# Required work:
Lay out the lines below as a JSON list of strings, one string per line, skipping blank lines and leaving out the pictures.
>> start Data in this exercise
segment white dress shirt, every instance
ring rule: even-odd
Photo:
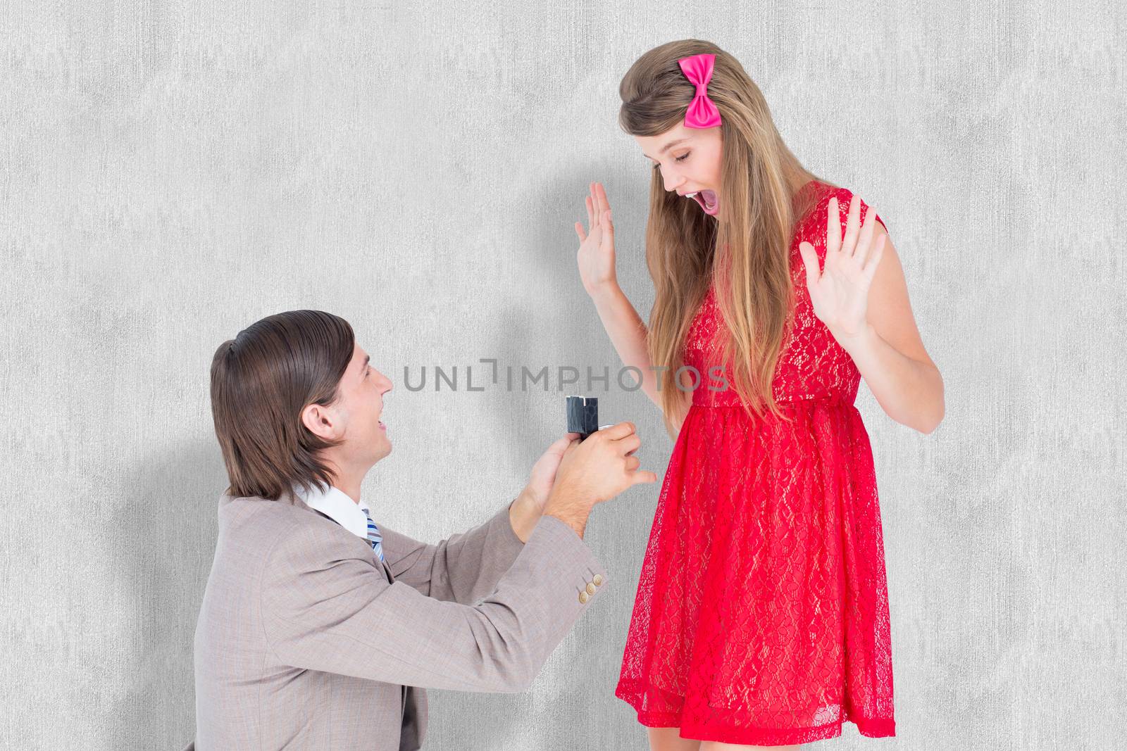
[[[311,492],[305,492],[301,485],[294,484],[293,494],[309,508],[320,511],[357,537],[367,539],[367,515],[370,511],[364,501],[357,503],[352,500],[348,493],[332,485],[329,485],[327,491],[314,486]]]

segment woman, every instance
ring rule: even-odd
[[[787,149],[707,42],[642,55],[620,124],[653,162],[649,327],[618,286],[602,186],[579,272],[676,444],[615,695],[654,751],[895,734],[880,508],[853,401],[931,432],[943,385],[884,222]],[[844,226],[844,235],[842,227]]]

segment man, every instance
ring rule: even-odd
[[[391,452],[390,390],[320,311],[263,319],[215,352],[231,486],[196,626],[201,751],[419,749],[424,688],[524,690],[605,589],[587,515],[657,479],[631,423],[556,441],[512,503],[426,545],[361,500]]]

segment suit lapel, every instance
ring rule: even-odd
>> end Data in this exercise
# Result of this task:
[
  "segment white dress shirt, every instance",
  "ring rule: even-odd",
  "Photo:",
  "[[[311,492],[305,492],[301,485],[294,484],[293,494],[309,508],[320,511],[357,537],[367,539],[367,515],[370,511],[364,501],[357,503],[352,500],[348,493],[332,485],[329,485],[327,491],[314,486]]]",
  "segment woman, every instance",
  "ring rule: even-odd",
  "[[[787,149],[707,42],[642,55],[620,124],[653,162],[649,327],[618,286],[602,186],[579,272],[676,444],[615,695],[654,751],[895,734],[880,508],[853,401],[931,432],[943,385],[884,222]],[[844,226],[844,235],[842,227]]]",
  "segment man, every instance",
  "ring rule: even-odd",
  "[[[391,452],[390,390],[320,311],[263,319],[215,352],[231,486],[196,626],[201,751],[419,749],[424,688],[524,690],[605,589],[587,515],[657,479],[631,423],[556,441],[512,503],[426,545],[361,500]]]",
  "segment suit lapel, every instance",
  "ring rule: even-odd"
]